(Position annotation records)
- - - - - - -
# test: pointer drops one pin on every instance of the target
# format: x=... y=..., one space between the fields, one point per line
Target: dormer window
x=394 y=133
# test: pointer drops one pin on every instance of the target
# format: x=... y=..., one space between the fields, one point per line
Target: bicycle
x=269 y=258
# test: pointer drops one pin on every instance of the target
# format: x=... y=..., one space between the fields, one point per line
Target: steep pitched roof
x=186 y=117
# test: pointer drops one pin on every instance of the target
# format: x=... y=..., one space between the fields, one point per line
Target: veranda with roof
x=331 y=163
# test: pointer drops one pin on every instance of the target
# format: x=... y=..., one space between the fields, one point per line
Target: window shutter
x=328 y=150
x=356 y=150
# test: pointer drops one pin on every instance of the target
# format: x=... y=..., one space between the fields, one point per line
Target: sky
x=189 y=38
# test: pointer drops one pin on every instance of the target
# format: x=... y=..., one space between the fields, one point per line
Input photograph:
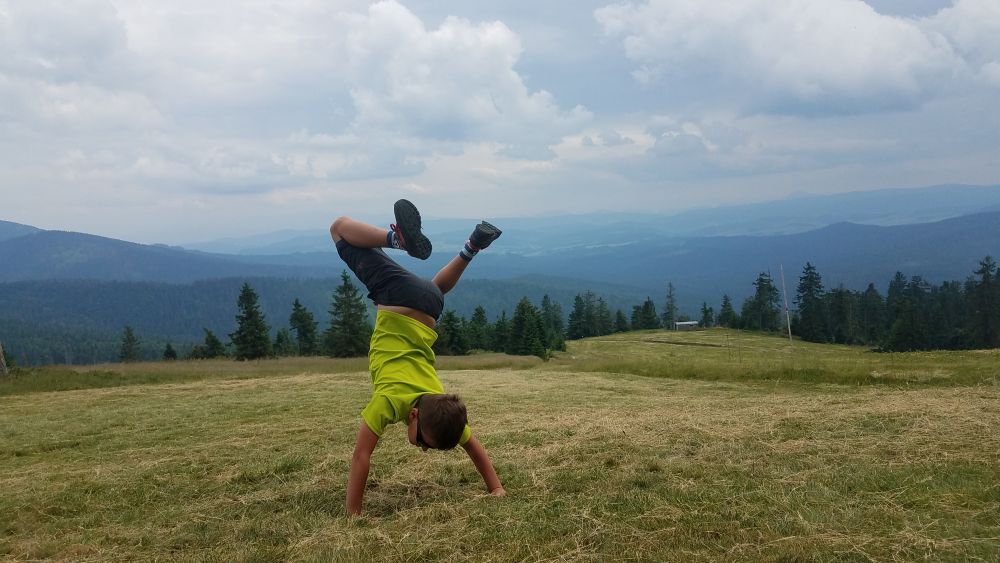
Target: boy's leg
x=481 y=237
x=358 y=233
x=388 y=283
x=404 y=234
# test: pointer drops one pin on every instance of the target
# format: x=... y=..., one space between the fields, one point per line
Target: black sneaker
x=408 y=225
x=484 y=234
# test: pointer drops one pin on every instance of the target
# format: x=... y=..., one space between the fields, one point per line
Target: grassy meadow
x=649 y=446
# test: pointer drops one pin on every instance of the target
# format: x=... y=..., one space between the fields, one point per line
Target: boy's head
x=437 y=421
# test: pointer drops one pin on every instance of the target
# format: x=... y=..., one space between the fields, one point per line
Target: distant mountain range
x=77 y=281
x=542 y=235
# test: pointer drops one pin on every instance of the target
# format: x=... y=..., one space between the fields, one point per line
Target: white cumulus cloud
x=828 y=56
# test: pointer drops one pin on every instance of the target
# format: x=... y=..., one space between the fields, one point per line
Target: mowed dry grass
x=603 y=465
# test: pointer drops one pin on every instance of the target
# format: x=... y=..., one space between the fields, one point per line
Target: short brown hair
x=443 y=416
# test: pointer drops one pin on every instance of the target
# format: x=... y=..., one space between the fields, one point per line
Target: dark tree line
x=914 y=314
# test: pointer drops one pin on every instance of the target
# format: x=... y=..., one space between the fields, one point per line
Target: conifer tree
x=985 y=306
x=130 y=351
x=303 y=325
x=760 y=312
x=603 y=323
x=811 y=325
x=501 y=333
x=843 y=315
x=909 y=331
x=670 y=307
x=871 y=315
x=251 y=340
x=727 y=315
x=552 y=320
x=169 y=353
x=284 y=346
x=707 y=316
x=526 y=331
x=349 y=332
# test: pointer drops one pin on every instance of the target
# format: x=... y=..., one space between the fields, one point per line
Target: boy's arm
x=363 y=449
x=478 y=455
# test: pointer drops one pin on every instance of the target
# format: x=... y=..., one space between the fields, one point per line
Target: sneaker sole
x=491 y=231
x=408 y=223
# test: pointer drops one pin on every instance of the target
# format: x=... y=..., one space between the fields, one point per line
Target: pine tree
x=214 y=348
x=707 y=316
x=760 y=312
x=251 y=340
x=603 y=323
x=501 y=333
x=303 y=325
x=169 y=353
x=871 y=315
x=909 y=331
x=526 y=331
x=894 y=297
x=812 y=315
x=670 y=308
x=984 y=299
x=552 y=321
x=284 y=346
x=130 y=351
x=727 y=315
x=349 y=332
x=843 y=320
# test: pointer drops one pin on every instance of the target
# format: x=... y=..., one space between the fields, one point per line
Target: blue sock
x=393 y=240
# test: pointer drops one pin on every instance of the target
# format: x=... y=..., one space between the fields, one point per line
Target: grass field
x=655 y=446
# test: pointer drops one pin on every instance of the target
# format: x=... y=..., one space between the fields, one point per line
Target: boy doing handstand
x=400 y=358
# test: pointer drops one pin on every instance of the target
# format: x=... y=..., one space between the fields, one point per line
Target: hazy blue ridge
x=9 y=230
x=541 y=235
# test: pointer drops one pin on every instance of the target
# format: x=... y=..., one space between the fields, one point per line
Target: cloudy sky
x=188 y=120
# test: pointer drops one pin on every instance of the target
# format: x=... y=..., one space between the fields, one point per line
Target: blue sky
x=192 y=119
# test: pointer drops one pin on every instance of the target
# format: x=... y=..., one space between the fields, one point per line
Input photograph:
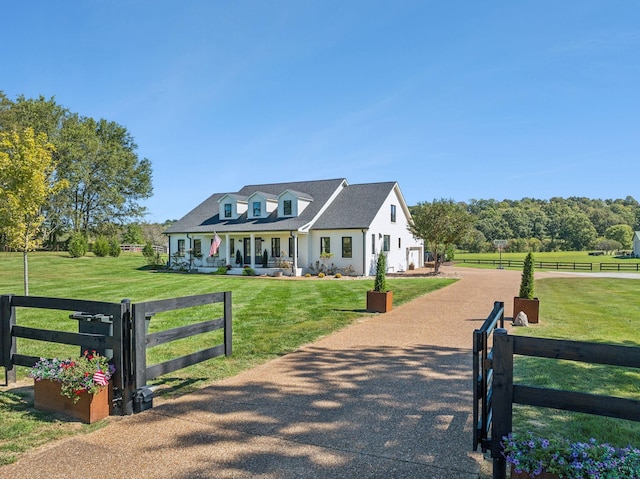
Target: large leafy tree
x=623 y=234
x=106 y=178
x=43 y=116
x=98 y=159
x=440 y=224
x=26 y=184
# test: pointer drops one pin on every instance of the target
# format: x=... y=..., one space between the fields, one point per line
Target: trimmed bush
x=148 y=251
x=380 y=283
x=77 y=245
x=114 y=248
x=526 y=282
- - - - - - -
Write out every line from the start of the records up to and including the line that contains "x=269 y=258". Keep each line as it is, but multiply every point's x and y coordinates by 0.7 and round them to whole numbers, with halves rounding up.

# test: pointer drops one pin on every instance of the target
# format: x=... y=..., one space between the fields, one point per line
Target: dormer window
x=276 y=93
# test: pointer drops one pin on every instance of the target
# format: x=... y=..., one space between the fields, one point per line
Target: bicycle
x=188 y=181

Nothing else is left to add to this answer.